**WHAT THE TASK ASKS**
Rewrite the stretch of items from the line containing "In this exercise you will locate the jacket" through the end of the items, putting "marker" wherever "dot" appears and leaving everything else unchanged.
— start DATASET ENTRIES —
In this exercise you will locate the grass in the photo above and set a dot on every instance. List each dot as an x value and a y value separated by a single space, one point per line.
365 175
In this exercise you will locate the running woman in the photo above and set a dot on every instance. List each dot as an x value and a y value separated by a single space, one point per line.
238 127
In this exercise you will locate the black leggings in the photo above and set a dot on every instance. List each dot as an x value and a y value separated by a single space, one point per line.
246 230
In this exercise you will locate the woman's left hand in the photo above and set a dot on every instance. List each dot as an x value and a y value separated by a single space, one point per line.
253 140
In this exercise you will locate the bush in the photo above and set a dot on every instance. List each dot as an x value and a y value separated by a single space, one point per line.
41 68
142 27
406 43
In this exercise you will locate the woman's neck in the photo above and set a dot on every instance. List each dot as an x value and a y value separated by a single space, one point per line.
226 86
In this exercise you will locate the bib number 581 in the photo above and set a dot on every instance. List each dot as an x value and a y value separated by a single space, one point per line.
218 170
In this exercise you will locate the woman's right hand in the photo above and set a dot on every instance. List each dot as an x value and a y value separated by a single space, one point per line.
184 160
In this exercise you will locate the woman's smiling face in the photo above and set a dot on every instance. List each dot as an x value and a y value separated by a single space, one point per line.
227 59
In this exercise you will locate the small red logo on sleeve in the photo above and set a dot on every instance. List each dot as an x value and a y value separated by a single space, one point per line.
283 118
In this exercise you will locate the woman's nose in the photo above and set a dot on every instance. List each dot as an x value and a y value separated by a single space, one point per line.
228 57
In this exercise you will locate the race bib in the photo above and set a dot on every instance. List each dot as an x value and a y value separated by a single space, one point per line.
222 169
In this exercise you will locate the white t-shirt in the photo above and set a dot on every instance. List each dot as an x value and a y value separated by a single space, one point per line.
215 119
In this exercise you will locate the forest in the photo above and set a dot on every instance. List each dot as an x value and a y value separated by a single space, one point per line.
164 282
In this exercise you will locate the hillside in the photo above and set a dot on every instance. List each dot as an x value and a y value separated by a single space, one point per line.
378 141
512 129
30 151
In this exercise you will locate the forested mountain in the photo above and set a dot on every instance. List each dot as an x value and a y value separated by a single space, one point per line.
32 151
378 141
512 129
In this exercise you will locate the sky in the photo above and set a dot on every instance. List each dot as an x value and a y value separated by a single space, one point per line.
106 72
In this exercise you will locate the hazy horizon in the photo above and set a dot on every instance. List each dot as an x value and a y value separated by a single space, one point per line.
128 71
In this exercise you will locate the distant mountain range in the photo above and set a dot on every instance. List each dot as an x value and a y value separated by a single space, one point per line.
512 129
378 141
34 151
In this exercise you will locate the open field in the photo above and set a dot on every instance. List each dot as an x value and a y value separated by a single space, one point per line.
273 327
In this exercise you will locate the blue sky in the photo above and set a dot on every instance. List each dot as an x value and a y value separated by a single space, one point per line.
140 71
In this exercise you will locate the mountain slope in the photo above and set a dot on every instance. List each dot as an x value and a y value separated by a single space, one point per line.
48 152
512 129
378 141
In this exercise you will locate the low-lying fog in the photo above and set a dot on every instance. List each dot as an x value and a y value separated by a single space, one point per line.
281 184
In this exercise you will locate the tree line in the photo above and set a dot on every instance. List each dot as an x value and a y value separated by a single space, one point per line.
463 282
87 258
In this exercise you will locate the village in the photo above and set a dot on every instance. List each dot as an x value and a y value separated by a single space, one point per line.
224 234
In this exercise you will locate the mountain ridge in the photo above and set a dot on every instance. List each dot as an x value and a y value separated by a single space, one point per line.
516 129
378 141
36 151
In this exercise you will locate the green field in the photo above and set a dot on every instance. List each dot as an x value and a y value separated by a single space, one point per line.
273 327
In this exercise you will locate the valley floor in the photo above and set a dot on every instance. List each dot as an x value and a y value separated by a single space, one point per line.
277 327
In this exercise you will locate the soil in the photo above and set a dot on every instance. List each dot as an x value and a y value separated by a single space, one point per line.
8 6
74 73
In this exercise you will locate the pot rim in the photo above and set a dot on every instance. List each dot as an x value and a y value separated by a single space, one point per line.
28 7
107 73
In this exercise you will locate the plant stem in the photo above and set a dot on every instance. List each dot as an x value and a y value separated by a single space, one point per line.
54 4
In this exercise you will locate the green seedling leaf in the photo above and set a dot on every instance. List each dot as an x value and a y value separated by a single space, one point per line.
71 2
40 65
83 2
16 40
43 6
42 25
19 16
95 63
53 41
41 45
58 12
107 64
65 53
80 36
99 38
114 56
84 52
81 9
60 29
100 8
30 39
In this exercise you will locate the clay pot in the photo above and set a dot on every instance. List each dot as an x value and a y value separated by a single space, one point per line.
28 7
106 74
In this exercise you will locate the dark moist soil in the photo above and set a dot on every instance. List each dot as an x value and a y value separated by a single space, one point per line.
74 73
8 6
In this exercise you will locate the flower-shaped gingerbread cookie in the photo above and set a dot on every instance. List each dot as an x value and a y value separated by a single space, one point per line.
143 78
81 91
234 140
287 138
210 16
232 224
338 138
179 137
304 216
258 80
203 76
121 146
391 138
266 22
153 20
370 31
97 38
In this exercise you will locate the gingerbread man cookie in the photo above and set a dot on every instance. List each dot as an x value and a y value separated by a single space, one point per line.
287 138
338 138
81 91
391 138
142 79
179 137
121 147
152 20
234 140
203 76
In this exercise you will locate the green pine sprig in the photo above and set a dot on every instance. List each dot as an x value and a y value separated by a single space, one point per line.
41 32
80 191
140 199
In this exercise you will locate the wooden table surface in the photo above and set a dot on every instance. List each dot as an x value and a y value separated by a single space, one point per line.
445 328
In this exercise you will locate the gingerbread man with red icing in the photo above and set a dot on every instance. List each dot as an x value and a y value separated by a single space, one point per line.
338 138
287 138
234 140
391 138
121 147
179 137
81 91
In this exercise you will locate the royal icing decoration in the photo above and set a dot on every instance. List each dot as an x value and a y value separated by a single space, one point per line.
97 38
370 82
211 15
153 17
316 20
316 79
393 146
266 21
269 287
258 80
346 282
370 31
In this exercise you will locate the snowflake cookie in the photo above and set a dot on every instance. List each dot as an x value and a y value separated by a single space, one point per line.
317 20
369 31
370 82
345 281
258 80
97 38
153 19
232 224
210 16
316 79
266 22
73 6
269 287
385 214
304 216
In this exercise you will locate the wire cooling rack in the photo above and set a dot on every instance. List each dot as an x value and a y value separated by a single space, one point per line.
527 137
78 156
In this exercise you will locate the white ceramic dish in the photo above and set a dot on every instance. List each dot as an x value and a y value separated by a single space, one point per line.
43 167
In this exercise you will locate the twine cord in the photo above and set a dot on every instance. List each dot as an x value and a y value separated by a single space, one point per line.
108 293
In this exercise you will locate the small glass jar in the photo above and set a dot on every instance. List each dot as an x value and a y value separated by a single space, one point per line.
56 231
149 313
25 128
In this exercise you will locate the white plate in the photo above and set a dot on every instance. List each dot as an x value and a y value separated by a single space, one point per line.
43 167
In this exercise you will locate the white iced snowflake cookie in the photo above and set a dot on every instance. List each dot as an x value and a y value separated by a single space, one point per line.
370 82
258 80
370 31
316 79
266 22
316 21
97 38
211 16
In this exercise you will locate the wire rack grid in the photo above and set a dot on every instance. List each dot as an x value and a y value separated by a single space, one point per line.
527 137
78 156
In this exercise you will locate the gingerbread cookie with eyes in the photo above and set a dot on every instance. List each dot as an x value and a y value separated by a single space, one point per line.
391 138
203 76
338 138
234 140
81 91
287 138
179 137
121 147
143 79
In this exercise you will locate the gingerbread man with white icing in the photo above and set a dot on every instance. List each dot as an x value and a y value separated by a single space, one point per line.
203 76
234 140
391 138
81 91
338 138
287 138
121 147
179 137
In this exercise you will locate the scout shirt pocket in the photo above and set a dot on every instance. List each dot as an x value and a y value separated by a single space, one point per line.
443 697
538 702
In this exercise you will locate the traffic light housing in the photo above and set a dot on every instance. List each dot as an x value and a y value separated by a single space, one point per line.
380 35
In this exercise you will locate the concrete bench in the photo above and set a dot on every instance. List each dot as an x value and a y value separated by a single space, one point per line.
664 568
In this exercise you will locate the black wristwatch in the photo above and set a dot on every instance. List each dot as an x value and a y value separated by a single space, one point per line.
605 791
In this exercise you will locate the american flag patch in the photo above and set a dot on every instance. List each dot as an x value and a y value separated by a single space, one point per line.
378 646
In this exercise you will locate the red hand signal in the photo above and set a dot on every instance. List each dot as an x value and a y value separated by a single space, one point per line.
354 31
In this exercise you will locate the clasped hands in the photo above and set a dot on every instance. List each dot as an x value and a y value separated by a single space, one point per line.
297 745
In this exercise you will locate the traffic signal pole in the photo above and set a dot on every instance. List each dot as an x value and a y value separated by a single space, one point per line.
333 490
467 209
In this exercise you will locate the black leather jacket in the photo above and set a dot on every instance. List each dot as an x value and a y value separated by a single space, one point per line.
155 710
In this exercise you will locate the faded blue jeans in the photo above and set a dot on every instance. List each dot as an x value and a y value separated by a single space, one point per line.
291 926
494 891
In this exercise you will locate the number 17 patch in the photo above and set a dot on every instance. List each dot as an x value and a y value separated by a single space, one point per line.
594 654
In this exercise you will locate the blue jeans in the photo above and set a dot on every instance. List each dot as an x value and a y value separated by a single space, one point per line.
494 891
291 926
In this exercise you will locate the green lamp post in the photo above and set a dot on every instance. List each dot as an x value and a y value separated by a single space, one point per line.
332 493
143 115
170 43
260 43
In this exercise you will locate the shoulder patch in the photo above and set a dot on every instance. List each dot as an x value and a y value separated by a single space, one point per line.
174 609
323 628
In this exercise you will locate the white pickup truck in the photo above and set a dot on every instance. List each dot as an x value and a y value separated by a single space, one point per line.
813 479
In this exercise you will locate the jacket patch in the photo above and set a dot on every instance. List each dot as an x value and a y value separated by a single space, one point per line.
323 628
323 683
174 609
— end DATASET ENTRIES —
**COMPLETED TASK**
In this exercise you will locate the jacket patch in the photo above and set a marker on every instance. List each marker as an x value and a y value separated by a single space, one point per line.
323 628
323 683
174 609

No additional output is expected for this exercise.